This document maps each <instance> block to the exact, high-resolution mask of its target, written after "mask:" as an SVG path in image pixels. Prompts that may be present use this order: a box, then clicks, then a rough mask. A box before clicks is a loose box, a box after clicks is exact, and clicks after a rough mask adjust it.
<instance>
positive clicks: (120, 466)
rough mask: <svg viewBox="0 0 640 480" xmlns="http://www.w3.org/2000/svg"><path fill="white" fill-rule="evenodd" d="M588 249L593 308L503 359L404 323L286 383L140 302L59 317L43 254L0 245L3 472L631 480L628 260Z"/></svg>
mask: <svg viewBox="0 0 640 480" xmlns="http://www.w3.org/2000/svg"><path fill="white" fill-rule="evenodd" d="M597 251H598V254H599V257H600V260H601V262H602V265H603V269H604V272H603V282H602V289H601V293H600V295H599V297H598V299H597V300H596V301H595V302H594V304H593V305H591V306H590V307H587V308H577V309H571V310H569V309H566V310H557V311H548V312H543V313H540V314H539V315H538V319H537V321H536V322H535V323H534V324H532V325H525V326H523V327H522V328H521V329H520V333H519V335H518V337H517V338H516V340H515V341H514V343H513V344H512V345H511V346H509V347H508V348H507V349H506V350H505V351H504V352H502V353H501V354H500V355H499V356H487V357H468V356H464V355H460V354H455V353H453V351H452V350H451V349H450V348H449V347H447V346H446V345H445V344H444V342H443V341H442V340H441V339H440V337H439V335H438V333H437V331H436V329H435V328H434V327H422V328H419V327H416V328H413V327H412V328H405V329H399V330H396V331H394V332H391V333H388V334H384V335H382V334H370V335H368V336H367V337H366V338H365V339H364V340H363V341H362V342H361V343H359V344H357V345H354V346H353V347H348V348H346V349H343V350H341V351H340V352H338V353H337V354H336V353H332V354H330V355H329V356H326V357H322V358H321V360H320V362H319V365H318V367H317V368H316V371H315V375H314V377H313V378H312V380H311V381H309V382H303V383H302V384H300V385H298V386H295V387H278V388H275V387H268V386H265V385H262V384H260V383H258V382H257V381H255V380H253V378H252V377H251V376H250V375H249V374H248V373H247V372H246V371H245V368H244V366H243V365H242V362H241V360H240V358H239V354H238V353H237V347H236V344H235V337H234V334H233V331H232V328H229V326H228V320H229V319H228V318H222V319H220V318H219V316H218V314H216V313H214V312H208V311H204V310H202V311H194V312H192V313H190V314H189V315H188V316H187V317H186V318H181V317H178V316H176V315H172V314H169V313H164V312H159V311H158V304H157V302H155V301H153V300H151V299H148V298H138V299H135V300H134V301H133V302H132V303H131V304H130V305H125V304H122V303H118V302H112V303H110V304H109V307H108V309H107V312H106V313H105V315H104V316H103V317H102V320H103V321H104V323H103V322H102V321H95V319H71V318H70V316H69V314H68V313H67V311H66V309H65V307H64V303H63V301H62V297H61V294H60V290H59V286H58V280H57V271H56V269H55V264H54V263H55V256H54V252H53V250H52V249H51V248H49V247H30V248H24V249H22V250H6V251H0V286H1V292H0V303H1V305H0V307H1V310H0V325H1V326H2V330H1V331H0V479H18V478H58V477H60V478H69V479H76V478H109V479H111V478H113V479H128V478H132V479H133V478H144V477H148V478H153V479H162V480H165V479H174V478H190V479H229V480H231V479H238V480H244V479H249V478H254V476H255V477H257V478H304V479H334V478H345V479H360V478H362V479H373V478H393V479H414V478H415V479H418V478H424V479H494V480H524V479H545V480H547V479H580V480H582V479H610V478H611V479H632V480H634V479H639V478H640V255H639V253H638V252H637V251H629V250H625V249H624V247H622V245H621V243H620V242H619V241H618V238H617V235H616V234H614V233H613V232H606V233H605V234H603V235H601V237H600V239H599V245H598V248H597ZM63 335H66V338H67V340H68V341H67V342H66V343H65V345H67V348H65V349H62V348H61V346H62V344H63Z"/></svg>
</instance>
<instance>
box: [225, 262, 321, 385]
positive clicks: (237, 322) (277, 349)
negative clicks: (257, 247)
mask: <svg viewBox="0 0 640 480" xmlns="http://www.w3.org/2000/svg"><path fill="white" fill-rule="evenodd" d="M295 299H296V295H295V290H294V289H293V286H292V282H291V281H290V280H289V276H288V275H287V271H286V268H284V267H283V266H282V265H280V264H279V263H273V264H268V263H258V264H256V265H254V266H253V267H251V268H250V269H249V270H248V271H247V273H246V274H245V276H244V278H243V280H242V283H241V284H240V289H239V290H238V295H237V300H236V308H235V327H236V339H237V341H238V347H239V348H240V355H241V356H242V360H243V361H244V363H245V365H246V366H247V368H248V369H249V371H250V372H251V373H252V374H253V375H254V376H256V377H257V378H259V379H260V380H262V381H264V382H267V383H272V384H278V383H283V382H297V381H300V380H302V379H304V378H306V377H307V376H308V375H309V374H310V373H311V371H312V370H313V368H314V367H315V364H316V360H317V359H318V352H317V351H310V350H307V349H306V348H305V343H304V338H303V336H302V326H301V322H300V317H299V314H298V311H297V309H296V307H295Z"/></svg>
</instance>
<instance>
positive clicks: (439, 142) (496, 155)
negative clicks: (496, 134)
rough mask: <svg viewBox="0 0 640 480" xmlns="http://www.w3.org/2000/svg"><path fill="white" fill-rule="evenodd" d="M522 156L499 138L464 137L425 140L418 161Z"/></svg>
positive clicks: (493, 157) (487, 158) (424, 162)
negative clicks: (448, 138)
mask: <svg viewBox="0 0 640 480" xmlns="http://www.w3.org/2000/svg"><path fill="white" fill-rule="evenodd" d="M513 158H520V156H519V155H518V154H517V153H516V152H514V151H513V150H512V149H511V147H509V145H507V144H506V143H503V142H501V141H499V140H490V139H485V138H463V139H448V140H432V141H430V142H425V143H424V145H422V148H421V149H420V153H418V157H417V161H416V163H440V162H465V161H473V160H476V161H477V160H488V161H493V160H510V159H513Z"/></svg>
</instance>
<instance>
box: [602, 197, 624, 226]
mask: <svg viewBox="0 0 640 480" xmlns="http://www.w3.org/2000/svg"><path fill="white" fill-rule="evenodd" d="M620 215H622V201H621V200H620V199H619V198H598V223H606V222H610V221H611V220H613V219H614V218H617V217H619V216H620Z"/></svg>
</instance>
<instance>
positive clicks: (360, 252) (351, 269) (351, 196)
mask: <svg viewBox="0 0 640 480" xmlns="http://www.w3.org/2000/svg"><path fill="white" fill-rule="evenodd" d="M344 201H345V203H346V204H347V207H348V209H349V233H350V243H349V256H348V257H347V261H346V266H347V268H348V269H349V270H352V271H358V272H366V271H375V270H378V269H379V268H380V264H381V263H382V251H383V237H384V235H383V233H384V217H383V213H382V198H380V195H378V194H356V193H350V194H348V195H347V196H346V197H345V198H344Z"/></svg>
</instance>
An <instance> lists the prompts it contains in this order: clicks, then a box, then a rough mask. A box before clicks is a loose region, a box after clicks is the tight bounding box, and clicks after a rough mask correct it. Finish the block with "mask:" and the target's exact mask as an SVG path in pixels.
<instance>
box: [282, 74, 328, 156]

_WHAT YOU SHOULD DO_. Would you write the records out again, word for word?

_EXERCISE ANSWER_.
This document maps each <instance> block to the exact, high-resolution mask of its target, written after "mask:" as an SVG path in image pixels. Prompts that may be present use this order: a box, then clicks, then a rough mask. A box before clicks is a loose box, a box after clicks is exact, and clicks after a rough mask adjust it.
<instance>
positive clicks: (120, 466)
rough mask: <svg viewBox="0 0 640 480" xmlns="http://www.w3.org/2000/svg"><path fill="white" fill-rule="evenodd" d="M588 249L593 308L503 359L404 323L286 383L140 302L59 317L43 254L0 245L3 472L631 480L628 260Z"/></svg>
mask: <svg viewBox="0 0 640 480" xmlns="http://www.w3.org/2000/svg"><path fill="white" fill-rule="evenodd" d="M597 251H598V254H599V257H600V260H601V262H602V265H603V269H604V272H603V282H602V289H601V293H600V295H599V297H598V299H597V300H596V301H595V302H594V304H593V305H591V306H590V307H587V308H577V309H571V310H569V309H566V310H557V311H548V312H543V313H540V314H539V315H538V319H537V321H536V322H535V323H534V324H532V325H525V326H523V327H522V328H521V329H520V333H519V335H518V337H517V338H516V340H515V341H514V343H513V344H512V345H511V346H509V347H508V348H507V349H506V350H505V351H504V352H502V353H501V354H500V355H499V356H487V357H468V356H464V355H460V354H455V353H453V351H452V350H451V349H450V348H449V347H447V346H446V345H445V344H444V342H443V341H442V340H441V339H440V337H439V335H438V333H437V331H436V329H435V328H434V327H422V328H419V327H416V328H413V327H412V328H405V329H399V330H396V331H394V332H391V333H388V334H384V335H382V334H370V335H368V336H367V337H366V338H365V339H364V340H363V341H362V342H361V343H359V344H357V345H354V346H353V347H348V348H346V349H343V350H341V351H340V352H338V353H337V354H336V353H332V354H330V355H329V356H326V357H322V358H321V360H320V362H319V365H318V367H317V368H316V371H315V375H314V377H313V378H312V380H311V381H309V382H303V383H302V384H300V385H298V386H295V387H278V388H275V387H268V386H265V385H262V384H260V383H258V382H257V381H255V380H253V378H252V377H251V376H250V375H249V374H248V373H247V372H246V371H245V368H244V366H243V365H242V362H241V360H240V358H239V354H238V353H237V347H236V344H235V337H234V334H233V331H232V328H229V326H228V320H229V319H228V318H222V319H220V318H219V316H218V314H216V313H214V312H208V311H204V310H202V311H194V312H192V313H190V314H189V315H188V316H187V317H186V318H181V317H178V316H176V315H172V314H169V313H164V312H159V311H158V304H157V302H155V301H153V300H151V299H148V298H138V299H135V300H134V301H133V302H132V303H131V304H130V305H125V304H122V303H118V302H112V303H110V304H109V307H108V309H107V312H106V313H105V315H104V316H103V317H102V320H103V321H104V323H103V322H102V321H95V319H71V318H70V316H69V314H68V313H67V311H66V309H65V307H64V303H63V301H62V297H61V294H60V290H59V286H58V280H57V271H56V269H55V264H54V263H55V256H54V252H53V250H52V249H51V248H49V247H30V248H24V249H22V250H6V251H0V286H1V292H0V303H1V305H0V307H1V310H0V325H1V326H2V330H1V331H0V479H18V478H58V477H60V478H69V479H76V478H109V479H111V478H113V479H128V478H132V479H133V478H144V477H148V478H153V479H162V480H165V479H174V478H190V479H229V480H231V479H238V480H244V479H249V478H254V476H255V477H257V478H304V479H334V478H345V479H360V478H362V479H373V478H393V479H414V478H415V479H418V478H424V479H494V480H524V479H545V480H547V479H580V480H582V479H610V478H611V479H632V480H634V479H639V478H640V255H639V253H638V252H637V251H629V250H625V249H624V247H622V245H621V243H620V242H619V241H618V238H617V235H616V234H614V233H613V232H606V233H605V234H603V235H601V237H600V239H599V245H598V248H597ZM63 335H66V338H67V340H68V341H67V342H66V343H65V345H67V348H65V349H62V348H61V346H62V344H63Z"/></svg>
</instance>
<instance>
box: [225, 262, 321, 385]
positive clicks: (237, 322) (277, 349)
negative clicks: (257, 247)
mask: <svg viewBox="0 0 640 480" xmlns="http://www.w3.org/2000/svg"><path fill="white" fill-rule="evenodd" d="M295 299H296V295H295V290H294V289H293V286H292V282H291V281H290V280H289V276H288V275H287V271H286V268H284V267H283V266H282V265H280V264H279V263H273V264H268V263H258V264H256V265H254V266H253V267H251V268H250V269H249V270H248V271H247V273H246V274H245V276H244V278H243V280H242V283H241V284H240V289H239V290H238V295H237V300H236V308H235V327H236V339H237V341H238V347H239V348H240V355H241V356H242V360H243V361H244V363H245V365H246V366H247V368H248V369H249V371H250V372H251V373H252V374H253V375H254V376H256V377H257V378H259V379H260V380H262V381H264V382H267V383H272V384H278V383H283V382H297V381H300V380H302V379H304V378H306V377H307V376H308V375H309V374H310V373H311V371H312V370H313V368H314V367H315V364H316V360H317V359H318V352H317V351H310V350H307V349H306V348H305V343H304V338H303V336H302V326H301V322H300V317H299V314H298V311H297V309H296V307H295Z"/></svg>
</instance>
<instance>
positive clicks: (439, 142) (496, 155)
negative clicks: (496, 134)
rough mask: <svg viewBox="0 0 640 480" xmlns="http://www.w3.org/2000/svg"><path fill="white" fill-rule="evenodd" d="M522 156L499 138L464 137L425 140L418 161Z"/></svg>
positive clicks: (493, 157) (487, 158) (424, 162)
negative clicks: (448, 138)
mask: <svg viewBox="0 0 640 480" xmlns="http://www.w3.org/2000/svg"><path fill="white" fill-rule="evenodd" d="M513 158H520V156H519V155H518V154H517V153H516V152H514V151H513V150H512V149H511V147H509V145H507V144H506V143H503V142H501V141H499V140H490V139H485V138H463V139H448V140H432V141H430V142H425V143H424V145H422V148H421V149H420V153H418V157H417V161H416V163H440V162H465V161H473V160H476V161H477V160H488V161H493V160H510V159H513Z"/></svg>
</instance>
<instance>
box: [602, 197, 624, 226]
mask: <svg viewBox="0 0 640 480" xmlns="http://www.w3.org/2000/svg"><path fill="white" fill-rule="evenodd" d="M620 215H622V201H621V200H620V199H619V198H598V223H606V222H610V221H611V220H613V219H614V218H617V217H619V216H620Z"/></svg>
</instance>
<instance>
positive clicks: (360, 252) (351, 269) (351, 196)
mask: <svg viewBox="0 0 640 480" xmlns="http://www.w3.org/2000/svg"><path fill="white" fill-rule="evenodd" d="M344 201H345V203H346V204H347V207H348V209H349V233H350V243H349V256H348V257H347V261H346V266H347V268H348V269H349V270H352V271H358V272H366V271H375V270H378V269H379V268H380V264H381V263H382V251H383V237H384V235H383V233H384V217H383V213H382V198H380V195H378V194H356V193H350V194H348V195H347V196H346V197H345V198H344Z"/></svg>
</instance>
An <instance> lists the prompts it contains in this order: clicks, then a box, then a rough mask. A box before clicks is a loose region, a box after clicks is the tight bounding box, and clicks after a rough mask correct it. Finish the block with "mask:" and the target's exact mask as an SVG path in pixels.
<instance>
box: [282, 74, 328, 156]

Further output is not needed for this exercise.